Word for word, retype every entry in the listing.
********************
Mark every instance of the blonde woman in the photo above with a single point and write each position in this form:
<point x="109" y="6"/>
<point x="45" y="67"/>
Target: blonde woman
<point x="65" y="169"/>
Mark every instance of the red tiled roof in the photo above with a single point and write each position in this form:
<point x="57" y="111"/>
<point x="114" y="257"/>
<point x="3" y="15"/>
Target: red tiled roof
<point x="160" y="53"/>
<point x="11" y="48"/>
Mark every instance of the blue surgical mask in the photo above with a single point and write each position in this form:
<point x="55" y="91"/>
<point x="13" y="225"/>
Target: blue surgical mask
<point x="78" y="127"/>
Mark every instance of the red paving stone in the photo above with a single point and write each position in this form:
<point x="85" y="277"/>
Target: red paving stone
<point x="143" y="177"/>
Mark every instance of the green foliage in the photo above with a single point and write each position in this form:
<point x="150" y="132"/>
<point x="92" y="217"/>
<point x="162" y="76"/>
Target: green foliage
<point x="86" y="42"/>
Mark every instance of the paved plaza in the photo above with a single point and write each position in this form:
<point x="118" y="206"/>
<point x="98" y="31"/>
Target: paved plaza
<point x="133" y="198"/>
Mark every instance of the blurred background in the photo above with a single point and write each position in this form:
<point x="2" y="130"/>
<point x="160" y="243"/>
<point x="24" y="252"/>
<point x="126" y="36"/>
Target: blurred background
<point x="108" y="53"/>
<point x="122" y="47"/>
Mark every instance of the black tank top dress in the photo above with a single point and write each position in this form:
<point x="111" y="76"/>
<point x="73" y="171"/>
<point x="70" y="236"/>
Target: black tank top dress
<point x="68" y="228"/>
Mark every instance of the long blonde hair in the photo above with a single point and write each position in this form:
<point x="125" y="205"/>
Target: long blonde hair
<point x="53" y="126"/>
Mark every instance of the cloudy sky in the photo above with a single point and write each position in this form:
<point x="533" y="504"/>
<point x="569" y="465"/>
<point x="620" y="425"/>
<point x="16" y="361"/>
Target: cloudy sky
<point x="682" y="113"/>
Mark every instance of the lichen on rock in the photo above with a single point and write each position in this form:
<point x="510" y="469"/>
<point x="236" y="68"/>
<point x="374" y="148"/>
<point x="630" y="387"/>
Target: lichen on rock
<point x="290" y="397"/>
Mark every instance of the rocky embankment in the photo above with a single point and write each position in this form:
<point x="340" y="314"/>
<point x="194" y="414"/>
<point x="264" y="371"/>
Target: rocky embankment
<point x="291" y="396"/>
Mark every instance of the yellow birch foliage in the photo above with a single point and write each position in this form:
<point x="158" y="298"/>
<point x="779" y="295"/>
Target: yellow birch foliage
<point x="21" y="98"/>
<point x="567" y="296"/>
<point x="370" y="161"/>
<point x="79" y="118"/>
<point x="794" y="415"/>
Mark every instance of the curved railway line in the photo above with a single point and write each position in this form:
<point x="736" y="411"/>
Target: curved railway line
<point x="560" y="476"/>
********************
** Answer below **
Mark every instance of the blonde woman in the photo above with a single point and write each position in this form:
<point x="109" y="6"/>
<point x="45" y="67"/>
Target: blonde woman
<point x="65" y="169"/>
Mark every instance of the red tiled roof in the photo above with a single point and write each position in this form:
<point x="57" y="111"/>
<point x="114" y="257"/>
<point x="3" y="15"/>
Target: red tiled roof
<point x="160" y="53"/>
<point x="11" y="48"/>
Mark every instance of the blue surgical mask in the photo above with a single point and write each position in this form:
<point x="55" y="91"/>
<point x="13" y="225"/>
Target: blue surgical mask
<point x="78" y="127"/>
Mark every instance of the red paving stone in the photo above with a single point and write each position in this form:
<point x="85" y="277"/>
Target: red paving stone
<point x="143" y="177"/>
Mark every instance of the green foliage in the photo above with a single point and write each position in this form:
<point x="150" y="132"/>
<point x="92" y="217"/>
<point x="162" y="76"/>
Target: green foliage
<point x="86" y="42"/>
Mark every instance of the paved plaza in the photo above with a single point and write each position in this form:
<point x="118" y="206"/>
<point x="98" y="31"/>
Target: paved plaza
<point x="133" y="198"/>
Mark every instance of the blurred background in the photo above with a single point and write each position in this form:
<point x="2" y="130"/>
<point x="160" y="243"/>
<point x="24" y="252"/>
<point x="126" y="36"/>
Target: blurred background
<point x="108" y="53"/>
<point x="122" y="47"/>
Mark every instance of the black tank top dress in the photo above with a single point and write each position in this form:
<point x="111" y="76"/>
<point x="73" y="171"/>
<point x="70" y="236"/>
Target: black tank top dress
<point x="68" y="228"/>
Mark every instance of the long blonde hair in the photo above with a single point and write each position in this form:
<point x="125" y="205"/>
Target: long blonde hair
<point x="53" y="126"/>
Mark every instance of the cloudy sky in the photo above with a single point and write each position in this form:
<point x="533" y="504"/>
<point x="569" y="465"/>
<point x="620" y="425"/>
<point x="16" y="361"/>
Target: cloudy sky
<point x="682" y="113"/>
Mark every instance of the lichen on rock in the photo above with a single point and write each position in this form:
<point x="510" y="469"/>
<point x="236" y="68"/>
<point x="374" y="148"/>
<point x="630" y="387"/>
Target: lichen on rock
<point x="290" y="397"/>
Mark every instance of the rocky embankment in the photo above with a single point and write each position in this form:
<point x="340" y="314"/>
<point x="194" y="414"/>
<point x="264" y="371"/>
Target: rocky embankment
<point x="291" y="396"/>
Mark every instance of the yellow birch foliage in the photo above with a single point and write each position in this form:
<point x="158" y="298"/>
<point x="779" y="295"/>
Target: yellow birch foliage
<point x="21" y="98"/>
<point x="567" y="296"/>
<point x="370" y="161"/>
<point x="79" y="118"/>
<point x="794" y="415"/>
Mark every instance of the curved railway line in the photo above with a single point and write each position in this form:
<point x="736" y="411"/>
Target: curved railway line
<point x="560" y="476"/>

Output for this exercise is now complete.